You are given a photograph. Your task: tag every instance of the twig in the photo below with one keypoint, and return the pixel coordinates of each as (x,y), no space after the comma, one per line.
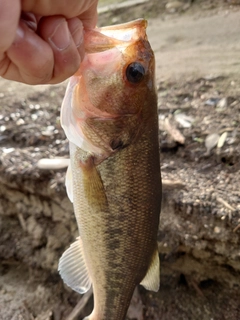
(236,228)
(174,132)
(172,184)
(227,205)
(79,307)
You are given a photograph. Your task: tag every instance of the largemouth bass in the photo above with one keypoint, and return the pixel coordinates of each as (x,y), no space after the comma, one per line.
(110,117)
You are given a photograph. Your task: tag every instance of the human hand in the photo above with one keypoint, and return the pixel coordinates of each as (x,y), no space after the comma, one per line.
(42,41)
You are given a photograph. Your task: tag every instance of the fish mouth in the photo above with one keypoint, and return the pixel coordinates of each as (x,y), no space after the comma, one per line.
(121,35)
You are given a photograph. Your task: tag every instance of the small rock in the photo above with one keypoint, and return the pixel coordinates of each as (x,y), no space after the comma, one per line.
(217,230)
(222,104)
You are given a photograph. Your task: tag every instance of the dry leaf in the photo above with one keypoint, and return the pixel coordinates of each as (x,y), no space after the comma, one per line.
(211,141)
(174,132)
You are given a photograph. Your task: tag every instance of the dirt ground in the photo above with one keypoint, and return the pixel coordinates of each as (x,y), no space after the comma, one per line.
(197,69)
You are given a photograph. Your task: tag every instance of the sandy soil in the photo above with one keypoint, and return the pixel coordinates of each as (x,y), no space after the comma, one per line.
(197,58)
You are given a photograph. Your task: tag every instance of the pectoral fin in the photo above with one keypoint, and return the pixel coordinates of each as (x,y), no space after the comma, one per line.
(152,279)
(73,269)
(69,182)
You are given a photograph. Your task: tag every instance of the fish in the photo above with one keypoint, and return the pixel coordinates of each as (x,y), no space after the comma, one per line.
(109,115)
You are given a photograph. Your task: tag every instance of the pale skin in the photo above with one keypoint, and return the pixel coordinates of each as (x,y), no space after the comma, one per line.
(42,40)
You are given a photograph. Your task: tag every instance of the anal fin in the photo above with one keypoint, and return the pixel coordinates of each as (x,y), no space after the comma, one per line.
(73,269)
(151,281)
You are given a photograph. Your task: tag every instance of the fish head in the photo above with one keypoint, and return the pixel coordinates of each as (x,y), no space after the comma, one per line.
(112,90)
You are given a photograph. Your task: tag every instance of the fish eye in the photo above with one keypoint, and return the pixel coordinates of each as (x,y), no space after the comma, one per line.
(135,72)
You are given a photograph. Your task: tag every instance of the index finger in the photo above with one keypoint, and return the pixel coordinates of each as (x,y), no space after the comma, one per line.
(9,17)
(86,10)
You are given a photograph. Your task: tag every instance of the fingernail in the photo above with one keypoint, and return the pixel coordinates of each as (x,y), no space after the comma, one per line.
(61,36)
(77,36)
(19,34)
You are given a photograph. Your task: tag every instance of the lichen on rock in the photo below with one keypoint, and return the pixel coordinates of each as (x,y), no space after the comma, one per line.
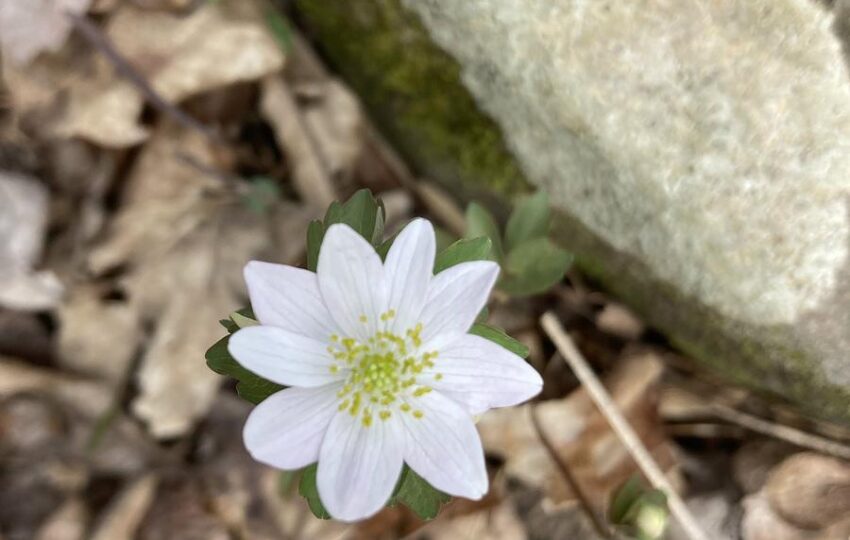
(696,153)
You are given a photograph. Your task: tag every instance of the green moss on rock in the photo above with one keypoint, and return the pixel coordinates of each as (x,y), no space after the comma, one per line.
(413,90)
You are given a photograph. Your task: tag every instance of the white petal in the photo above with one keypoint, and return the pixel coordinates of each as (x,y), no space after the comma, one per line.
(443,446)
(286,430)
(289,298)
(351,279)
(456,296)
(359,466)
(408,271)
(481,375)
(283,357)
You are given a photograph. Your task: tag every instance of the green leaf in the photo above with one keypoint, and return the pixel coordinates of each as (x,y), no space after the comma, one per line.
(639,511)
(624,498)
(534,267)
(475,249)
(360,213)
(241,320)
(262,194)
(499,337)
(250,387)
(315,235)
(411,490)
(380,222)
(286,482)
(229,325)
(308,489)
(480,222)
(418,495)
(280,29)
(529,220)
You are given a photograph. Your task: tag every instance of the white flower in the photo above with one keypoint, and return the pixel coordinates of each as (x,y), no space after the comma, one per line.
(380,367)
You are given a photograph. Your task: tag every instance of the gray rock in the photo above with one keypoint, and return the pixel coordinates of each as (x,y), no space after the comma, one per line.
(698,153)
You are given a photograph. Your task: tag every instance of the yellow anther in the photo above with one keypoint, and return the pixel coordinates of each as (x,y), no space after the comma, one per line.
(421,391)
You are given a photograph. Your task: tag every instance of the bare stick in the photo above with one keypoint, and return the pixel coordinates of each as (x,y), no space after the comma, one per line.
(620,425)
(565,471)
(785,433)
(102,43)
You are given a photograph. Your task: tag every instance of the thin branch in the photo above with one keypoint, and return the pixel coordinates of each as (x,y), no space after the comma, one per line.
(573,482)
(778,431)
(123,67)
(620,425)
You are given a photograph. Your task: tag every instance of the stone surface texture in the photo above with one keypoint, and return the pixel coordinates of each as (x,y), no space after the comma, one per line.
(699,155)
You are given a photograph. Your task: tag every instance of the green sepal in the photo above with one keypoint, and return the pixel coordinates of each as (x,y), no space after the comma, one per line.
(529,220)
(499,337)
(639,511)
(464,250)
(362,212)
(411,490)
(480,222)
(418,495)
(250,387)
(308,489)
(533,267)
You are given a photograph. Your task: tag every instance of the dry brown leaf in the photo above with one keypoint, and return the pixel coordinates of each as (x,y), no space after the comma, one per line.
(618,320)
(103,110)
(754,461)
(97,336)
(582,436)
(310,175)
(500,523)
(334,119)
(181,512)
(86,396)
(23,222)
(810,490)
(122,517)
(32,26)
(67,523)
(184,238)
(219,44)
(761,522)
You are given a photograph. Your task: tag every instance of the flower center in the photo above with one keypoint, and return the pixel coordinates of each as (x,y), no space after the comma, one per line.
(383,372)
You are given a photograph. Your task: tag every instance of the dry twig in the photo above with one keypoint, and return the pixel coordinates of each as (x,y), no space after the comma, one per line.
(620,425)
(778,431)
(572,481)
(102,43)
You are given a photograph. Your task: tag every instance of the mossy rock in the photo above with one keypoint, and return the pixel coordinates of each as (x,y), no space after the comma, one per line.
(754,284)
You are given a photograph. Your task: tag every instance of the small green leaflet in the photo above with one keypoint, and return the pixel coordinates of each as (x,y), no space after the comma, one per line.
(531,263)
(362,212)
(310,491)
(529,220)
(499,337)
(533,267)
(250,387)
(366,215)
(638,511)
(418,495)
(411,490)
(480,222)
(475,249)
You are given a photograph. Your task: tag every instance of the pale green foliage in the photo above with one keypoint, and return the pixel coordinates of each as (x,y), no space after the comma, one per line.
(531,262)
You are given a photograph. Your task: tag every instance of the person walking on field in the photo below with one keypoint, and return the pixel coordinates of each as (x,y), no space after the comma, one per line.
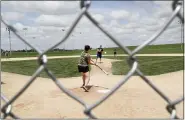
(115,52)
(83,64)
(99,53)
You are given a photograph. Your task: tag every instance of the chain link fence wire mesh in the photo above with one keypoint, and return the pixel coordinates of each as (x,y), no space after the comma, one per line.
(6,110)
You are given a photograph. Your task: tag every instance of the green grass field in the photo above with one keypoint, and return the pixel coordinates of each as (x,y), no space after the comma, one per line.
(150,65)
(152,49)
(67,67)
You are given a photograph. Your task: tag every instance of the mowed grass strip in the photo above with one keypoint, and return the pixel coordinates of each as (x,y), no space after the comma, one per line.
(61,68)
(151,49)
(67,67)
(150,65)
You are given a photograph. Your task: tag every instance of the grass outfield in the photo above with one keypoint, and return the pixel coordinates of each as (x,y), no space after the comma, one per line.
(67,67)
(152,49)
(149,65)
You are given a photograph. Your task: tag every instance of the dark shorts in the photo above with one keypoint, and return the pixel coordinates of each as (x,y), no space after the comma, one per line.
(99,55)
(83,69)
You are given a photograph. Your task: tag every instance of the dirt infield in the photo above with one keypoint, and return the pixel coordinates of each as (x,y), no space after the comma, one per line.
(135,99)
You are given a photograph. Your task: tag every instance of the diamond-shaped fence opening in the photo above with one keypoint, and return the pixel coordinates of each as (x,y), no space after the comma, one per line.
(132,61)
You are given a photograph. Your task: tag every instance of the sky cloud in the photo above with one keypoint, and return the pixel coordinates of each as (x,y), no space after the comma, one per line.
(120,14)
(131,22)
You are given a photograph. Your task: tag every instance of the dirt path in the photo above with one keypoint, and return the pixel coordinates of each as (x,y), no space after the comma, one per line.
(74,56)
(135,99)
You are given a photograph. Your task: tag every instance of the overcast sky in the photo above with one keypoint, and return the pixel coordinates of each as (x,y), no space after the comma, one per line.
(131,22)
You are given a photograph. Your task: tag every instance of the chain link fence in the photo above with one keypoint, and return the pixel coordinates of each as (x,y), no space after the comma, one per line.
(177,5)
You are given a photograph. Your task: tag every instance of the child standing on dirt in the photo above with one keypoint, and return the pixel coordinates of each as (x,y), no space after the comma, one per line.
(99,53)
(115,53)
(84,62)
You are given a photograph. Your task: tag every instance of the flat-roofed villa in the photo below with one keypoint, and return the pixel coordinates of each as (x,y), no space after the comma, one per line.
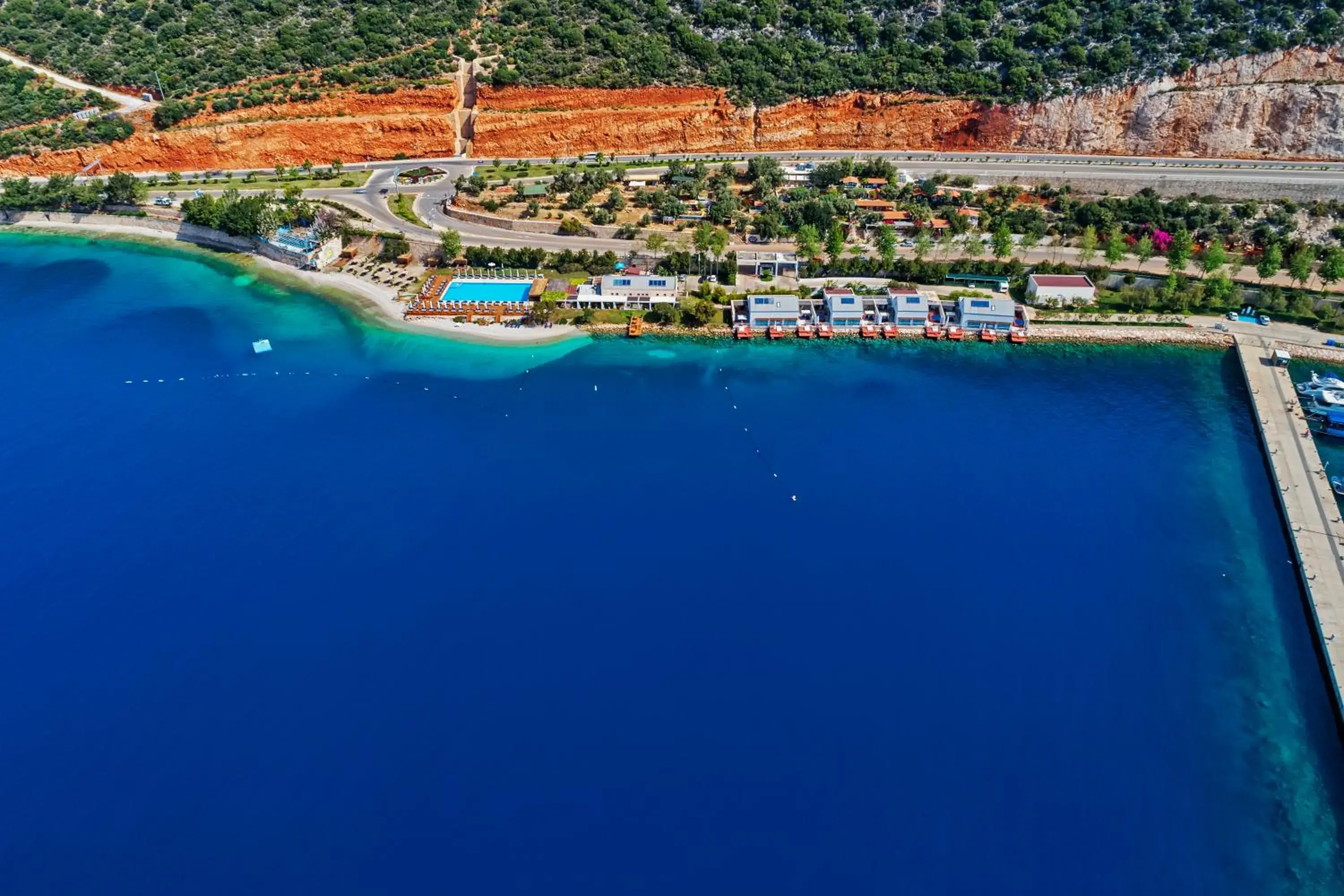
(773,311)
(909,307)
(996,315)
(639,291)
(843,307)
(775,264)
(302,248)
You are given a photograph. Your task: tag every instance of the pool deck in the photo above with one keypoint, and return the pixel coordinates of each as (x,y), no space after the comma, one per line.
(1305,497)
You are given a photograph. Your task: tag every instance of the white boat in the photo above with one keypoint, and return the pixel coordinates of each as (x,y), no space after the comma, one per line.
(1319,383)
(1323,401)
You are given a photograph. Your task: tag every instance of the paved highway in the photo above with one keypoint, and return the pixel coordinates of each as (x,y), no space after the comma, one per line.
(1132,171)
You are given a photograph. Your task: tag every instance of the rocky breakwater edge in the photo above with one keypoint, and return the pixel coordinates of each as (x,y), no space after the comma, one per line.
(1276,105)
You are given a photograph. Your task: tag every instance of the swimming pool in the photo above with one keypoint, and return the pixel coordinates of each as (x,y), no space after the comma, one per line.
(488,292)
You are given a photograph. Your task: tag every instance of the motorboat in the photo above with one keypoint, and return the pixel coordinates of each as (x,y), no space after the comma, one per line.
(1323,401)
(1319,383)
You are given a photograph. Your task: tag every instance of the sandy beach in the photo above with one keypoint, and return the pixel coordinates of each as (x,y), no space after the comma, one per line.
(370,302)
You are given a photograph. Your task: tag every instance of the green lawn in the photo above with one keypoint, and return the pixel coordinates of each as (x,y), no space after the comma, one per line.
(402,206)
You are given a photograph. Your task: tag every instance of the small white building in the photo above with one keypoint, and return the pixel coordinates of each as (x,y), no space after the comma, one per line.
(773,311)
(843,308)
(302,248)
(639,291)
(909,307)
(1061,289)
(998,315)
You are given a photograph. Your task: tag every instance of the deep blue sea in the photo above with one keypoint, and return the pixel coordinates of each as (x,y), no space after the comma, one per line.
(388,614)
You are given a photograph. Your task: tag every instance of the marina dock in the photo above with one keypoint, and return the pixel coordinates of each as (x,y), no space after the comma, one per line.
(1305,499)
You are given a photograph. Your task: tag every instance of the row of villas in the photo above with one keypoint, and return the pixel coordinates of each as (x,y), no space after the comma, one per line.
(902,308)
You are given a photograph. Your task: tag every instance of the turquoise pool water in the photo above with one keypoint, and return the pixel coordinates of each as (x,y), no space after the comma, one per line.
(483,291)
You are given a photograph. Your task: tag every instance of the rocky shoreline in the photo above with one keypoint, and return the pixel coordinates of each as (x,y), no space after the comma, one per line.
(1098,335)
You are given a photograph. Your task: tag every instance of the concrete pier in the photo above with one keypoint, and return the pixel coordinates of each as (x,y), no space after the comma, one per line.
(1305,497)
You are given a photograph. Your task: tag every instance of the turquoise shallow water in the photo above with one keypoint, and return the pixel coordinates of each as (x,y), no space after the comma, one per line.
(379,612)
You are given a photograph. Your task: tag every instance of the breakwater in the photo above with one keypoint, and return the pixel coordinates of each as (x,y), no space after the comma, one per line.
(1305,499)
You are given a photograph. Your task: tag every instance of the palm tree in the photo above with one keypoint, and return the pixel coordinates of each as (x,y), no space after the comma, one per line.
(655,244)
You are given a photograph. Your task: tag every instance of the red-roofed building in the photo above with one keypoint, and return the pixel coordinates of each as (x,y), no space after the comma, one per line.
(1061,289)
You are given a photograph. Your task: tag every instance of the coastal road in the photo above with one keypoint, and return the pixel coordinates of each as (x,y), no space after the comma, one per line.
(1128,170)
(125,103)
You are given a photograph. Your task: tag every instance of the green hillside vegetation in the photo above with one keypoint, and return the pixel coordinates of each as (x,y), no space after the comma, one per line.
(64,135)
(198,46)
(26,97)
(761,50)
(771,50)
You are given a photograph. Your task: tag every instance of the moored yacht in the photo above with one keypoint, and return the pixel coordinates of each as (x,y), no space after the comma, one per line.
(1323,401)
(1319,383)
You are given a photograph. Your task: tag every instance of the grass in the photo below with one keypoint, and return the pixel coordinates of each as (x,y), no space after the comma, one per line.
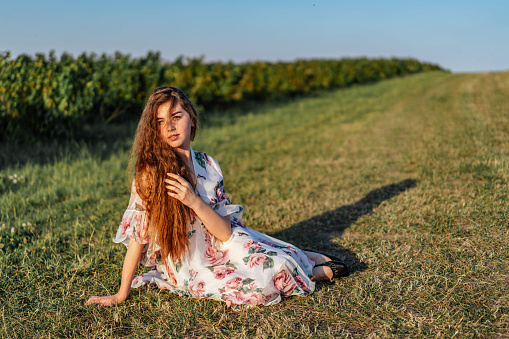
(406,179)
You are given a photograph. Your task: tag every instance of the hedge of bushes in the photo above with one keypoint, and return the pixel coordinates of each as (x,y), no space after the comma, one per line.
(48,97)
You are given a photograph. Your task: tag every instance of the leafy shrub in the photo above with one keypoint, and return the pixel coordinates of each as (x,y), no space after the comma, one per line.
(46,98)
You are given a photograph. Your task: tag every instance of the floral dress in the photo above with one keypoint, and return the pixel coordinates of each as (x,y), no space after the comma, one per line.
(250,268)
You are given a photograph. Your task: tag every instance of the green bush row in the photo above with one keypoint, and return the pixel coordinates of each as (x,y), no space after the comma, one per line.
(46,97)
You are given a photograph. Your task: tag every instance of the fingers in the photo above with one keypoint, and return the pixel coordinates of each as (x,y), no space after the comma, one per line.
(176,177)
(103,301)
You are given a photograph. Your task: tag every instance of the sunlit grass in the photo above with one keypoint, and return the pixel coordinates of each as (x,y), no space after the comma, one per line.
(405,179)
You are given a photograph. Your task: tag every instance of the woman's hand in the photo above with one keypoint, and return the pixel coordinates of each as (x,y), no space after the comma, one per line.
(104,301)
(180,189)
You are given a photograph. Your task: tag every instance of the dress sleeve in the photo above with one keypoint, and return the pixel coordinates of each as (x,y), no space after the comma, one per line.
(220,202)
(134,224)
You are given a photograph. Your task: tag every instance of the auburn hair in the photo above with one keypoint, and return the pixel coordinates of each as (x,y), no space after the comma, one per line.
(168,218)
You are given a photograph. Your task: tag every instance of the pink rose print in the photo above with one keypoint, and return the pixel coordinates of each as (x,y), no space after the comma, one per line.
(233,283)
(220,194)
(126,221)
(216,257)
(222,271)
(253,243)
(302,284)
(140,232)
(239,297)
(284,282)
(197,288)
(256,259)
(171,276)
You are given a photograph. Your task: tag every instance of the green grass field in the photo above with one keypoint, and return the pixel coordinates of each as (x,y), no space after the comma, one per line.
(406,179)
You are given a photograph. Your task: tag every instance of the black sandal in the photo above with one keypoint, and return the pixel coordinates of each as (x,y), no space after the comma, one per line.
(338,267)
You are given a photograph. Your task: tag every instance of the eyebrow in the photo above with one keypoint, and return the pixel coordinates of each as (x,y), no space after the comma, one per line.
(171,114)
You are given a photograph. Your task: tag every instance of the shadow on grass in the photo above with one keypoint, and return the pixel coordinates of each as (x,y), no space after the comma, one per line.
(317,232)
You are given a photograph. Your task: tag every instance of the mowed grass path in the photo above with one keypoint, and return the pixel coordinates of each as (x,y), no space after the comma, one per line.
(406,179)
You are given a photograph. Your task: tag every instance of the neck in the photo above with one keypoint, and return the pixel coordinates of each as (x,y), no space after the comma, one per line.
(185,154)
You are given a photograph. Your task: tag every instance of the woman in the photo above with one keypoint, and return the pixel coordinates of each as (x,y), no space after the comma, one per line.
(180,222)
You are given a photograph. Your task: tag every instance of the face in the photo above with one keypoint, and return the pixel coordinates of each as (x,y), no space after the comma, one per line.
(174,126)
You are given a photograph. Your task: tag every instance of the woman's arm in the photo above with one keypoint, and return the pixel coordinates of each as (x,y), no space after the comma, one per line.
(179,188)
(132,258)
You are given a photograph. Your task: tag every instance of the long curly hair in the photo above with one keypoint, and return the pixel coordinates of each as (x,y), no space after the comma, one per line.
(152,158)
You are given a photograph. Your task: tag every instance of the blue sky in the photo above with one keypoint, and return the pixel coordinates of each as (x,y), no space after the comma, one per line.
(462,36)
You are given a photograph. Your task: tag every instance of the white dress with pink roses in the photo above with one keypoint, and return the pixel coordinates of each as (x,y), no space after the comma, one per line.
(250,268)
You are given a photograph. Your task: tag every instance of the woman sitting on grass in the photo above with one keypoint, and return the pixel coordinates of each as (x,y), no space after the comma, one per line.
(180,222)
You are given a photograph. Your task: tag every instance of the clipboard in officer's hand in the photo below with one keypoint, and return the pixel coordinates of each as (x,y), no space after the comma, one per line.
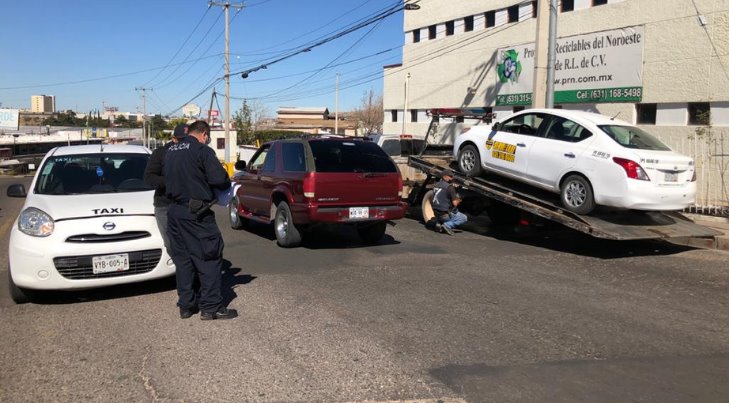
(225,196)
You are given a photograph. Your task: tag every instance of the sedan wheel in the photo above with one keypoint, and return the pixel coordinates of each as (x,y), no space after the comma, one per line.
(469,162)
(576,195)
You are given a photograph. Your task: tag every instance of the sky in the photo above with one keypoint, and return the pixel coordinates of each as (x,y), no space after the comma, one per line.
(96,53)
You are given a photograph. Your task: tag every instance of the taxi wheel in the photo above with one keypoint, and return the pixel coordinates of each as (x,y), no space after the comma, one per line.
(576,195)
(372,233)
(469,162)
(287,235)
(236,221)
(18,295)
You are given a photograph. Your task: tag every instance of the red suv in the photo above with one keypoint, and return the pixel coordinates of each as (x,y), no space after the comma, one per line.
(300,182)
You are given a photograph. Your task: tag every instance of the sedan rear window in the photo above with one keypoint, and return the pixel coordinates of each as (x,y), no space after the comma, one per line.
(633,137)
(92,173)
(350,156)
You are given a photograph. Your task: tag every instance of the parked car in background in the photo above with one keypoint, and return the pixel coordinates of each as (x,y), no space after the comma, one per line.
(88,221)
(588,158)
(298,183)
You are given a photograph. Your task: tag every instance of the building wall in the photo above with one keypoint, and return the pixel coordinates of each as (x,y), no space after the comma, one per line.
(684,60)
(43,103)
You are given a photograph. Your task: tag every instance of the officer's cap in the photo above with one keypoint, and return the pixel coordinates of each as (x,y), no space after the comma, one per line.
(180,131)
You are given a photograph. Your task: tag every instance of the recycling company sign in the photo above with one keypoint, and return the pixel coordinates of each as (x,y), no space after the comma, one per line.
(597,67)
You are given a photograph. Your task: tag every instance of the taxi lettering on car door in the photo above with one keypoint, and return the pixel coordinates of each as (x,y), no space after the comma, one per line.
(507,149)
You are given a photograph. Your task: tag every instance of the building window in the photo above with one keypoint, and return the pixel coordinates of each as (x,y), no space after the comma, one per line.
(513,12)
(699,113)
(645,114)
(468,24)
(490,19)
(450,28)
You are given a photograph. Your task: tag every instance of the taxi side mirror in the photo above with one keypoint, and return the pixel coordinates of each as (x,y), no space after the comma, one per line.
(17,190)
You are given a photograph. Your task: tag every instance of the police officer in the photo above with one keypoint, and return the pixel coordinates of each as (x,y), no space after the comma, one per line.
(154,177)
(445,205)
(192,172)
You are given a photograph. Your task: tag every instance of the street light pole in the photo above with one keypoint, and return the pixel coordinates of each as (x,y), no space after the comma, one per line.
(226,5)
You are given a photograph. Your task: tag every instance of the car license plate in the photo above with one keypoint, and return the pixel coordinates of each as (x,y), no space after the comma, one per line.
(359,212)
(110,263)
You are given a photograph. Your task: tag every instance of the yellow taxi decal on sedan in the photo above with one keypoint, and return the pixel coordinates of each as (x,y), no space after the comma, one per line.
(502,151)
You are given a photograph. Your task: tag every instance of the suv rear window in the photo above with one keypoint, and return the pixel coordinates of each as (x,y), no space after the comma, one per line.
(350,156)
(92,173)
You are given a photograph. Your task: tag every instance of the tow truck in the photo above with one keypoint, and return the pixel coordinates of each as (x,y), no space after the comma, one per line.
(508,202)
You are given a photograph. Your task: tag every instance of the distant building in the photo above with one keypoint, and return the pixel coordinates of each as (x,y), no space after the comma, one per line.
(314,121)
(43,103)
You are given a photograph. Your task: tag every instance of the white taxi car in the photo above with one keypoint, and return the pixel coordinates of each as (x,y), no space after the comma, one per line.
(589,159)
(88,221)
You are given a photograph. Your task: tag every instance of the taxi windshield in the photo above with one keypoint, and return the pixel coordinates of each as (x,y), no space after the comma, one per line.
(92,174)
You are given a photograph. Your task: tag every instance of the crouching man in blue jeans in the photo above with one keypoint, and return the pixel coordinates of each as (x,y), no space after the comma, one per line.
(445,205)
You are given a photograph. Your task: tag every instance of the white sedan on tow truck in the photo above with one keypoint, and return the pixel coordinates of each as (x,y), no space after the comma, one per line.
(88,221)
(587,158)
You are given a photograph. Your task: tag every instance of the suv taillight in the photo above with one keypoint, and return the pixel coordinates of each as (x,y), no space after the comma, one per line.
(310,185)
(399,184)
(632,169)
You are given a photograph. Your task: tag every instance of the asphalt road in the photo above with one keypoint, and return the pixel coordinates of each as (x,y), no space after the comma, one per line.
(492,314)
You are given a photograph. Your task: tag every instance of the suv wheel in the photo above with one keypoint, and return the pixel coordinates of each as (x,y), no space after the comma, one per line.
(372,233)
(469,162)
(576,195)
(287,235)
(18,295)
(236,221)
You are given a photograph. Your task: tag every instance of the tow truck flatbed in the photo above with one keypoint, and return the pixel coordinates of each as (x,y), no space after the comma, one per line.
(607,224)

EXERCISE :: Repeat the line that contains "of the crouching", then every line after it until the records end, with nothing added.

REPLY ::
You are given a photograph. Your task: tag every instance of the crouching man in blue jeans in the photo above with one keypoint, and return the pixel coordinates of each as (x,y), no space after the comma, one per line.
(445,205)
You are given a photograph. Your task: tag every instance of the white sedan on tow truck in the photo above with one keypoint, and return the pixel coordinates of each as (x,y), no space after the comma, one per line.
(88,221)
(587,158)
You are given a photograph. Your task: tag every instance of the suv taillight in the photo above with one keypoint, and return the pixel coordinates of each as (x,y), no space after the comma, one per line.
(310,185)
(399,184)
(632,169)
You are given a photograph. Your task: tag every instance of the asphalt road in the photo above with one keypoint, and return the pixel coordinates of each as (x,y), no space after the comma, one per line.
(492,314)
You are given a photograph. Your task: tag every instance of the suv wheel in the photo above with one keypoint, and return the pixel coordinates of each as (x,y), no space after the comma, one per line.
(372,233)
(469,162)
(576,195)
(287,235)
(18,295)
(236,221)
You are given a photograph. Your task: tag every instance of the tow truck flatbed in the photo above with one keypoint, and return the pixel coordinates of each as (x,y), no space after the comma, one per line.
(607,224)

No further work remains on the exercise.